- [Richiesta scritta a]: Esprimi come lista JSON di stringhe, una per riga e senza righe vuote, tutto ciò che nei record va dalla riga che contiene "the red fox" fino alla fine dei record.

Mentre scriviamo lo scrutinio è ancora in corso ed è quindi prematuro azzardare una distribuzione dei seggi. Al Senato, se anche Pd-Sel riusciranno a chiudere davanti a Pdl-Lega (forse 1%), sono le corse regionali che contano e il centrodestra ha già conquistato un numero sufficiente di regioni-chiave da rendere matematicamente impossibile una maggioranza Bersani-Monti. Alla Camera, dove però la distanza tra le due coalizioni sembra ridursi più velocemente che al Senato, un'eventuale vittoria di Bersani sarebbe inutile. Oltre al problema politico di prendersi il 55% dei seggi con il 29% dei voti.

- [Record memorizzati]:
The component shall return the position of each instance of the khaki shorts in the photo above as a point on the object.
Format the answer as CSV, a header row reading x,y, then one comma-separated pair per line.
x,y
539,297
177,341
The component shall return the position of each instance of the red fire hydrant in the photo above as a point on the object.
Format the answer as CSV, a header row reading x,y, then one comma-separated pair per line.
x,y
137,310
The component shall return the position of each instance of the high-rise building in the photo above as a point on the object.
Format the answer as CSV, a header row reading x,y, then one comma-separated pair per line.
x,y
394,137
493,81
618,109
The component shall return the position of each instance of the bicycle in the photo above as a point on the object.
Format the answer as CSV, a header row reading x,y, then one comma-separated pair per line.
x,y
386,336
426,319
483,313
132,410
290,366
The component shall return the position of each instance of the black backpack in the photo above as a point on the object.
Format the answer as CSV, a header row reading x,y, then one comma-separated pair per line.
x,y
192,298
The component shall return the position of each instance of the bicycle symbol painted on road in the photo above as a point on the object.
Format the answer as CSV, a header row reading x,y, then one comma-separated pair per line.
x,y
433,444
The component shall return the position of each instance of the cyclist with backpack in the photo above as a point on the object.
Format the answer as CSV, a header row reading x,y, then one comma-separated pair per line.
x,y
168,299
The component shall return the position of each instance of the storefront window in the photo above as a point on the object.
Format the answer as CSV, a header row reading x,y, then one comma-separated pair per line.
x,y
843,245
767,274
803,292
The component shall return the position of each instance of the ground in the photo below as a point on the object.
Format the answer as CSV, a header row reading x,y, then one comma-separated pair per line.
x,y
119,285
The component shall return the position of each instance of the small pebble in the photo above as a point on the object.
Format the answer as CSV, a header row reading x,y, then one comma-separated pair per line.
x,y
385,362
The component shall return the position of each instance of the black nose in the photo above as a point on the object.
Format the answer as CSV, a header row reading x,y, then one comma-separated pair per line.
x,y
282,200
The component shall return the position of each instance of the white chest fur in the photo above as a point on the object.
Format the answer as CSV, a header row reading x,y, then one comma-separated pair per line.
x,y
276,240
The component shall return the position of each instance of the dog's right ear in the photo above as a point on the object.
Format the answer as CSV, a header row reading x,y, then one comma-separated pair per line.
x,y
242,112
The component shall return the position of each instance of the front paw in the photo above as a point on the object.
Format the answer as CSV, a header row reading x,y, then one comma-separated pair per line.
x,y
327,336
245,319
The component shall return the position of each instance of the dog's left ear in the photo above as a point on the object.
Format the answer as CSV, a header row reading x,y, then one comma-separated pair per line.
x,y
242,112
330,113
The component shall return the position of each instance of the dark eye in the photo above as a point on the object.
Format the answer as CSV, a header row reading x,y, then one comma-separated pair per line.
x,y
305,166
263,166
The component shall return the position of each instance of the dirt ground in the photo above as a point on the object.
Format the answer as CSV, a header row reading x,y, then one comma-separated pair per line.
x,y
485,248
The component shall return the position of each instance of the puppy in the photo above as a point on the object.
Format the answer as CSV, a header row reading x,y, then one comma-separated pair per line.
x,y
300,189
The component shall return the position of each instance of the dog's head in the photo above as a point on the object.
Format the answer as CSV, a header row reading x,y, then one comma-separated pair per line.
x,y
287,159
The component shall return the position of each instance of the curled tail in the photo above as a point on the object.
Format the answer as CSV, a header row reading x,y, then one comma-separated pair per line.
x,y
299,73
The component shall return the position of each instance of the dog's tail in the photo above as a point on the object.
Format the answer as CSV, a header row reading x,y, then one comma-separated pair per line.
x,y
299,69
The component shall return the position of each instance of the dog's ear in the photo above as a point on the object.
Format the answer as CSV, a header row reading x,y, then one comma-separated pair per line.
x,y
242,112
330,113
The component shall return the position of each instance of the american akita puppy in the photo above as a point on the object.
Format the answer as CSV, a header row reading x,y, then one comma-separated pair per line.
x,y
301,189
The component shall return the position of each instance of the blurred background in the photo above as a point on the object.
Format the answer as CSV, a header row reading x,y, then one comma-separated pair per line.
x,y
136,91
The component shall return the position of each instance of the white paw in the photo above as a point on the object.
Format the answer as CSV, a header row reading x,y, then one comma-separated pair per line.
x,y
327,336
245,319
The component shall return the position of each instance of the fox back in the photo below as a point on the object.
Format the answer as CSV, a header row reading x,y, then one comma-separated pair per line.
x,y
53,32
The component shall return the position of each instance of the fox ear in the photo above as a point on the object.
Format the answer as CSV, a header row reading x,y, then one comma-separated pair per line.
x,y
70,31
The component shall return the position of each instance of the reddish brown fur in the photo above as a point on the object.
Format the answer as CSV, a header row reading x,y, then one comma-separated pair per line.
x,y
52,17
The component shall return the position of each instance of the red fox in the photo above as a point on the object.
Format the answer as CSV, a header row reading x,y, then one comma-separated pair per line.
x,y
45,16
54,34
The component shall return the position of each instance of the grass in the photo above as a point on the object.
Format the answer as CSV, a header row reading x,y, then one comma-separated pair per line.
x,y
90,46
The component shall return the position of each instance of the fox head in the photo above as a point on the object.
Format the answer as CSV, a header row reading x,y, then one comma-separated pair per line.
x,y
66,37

- [Richiesta scritta b]: Cita parola per parola dal brano sullo scrutinio elettorale tutto ciò che va da "Mentre scriviamo lo" fino a "29% dei voti.".

- [Soluzione dell'esercizio a]:
[
  "The component shall return the position of each instance of the red fox in the photo above as a point on the object.",
  "Format the answer as CSV, a header row reading x,y, then one comma-separated pair per line.",
  "x,y",
  "45,16",
  "54,34",
  "The component shall return the position of each instance of the grass in the photo above as a point on the object.",
  "Format the answer as CSV, a header row reading x,y, then one comma-separated pair per line.",
  "x,y",
  "90,46",
  "The component shall return the position of each instance of the fox head in the photo above as a point on the object.",
  "Format the answer as CSV, a header row reading x,y, then one comma-separated pair per line.",
  "x,y",
  "66,37"
]

- [Soluzione dell'esercizio b]:
Mentre scriviamo lo scrutinio è ancora in corso ed è quindi prematuro azzardare una distribuzione dei seggi. Al Senato, se anche Pd-Sel riusciranno a chiudere davanti a Pdl-Lega (forse 1%), sono le corse regionali che contano e il centrodestra ha già conquistato un numero sufficiente di regioni-chiave da rendere matematicamente impossibile una maggioranza Bersani-Monti. Alla Camera, dove però la distanza tra le due coalizioni sembra ridursi più velocemente che al Senato, un'eventuale vittoria di Bersani sarebbe inutile. Oltre al problema politico di prendersi il 55% dei seggi con il 29% dei voti.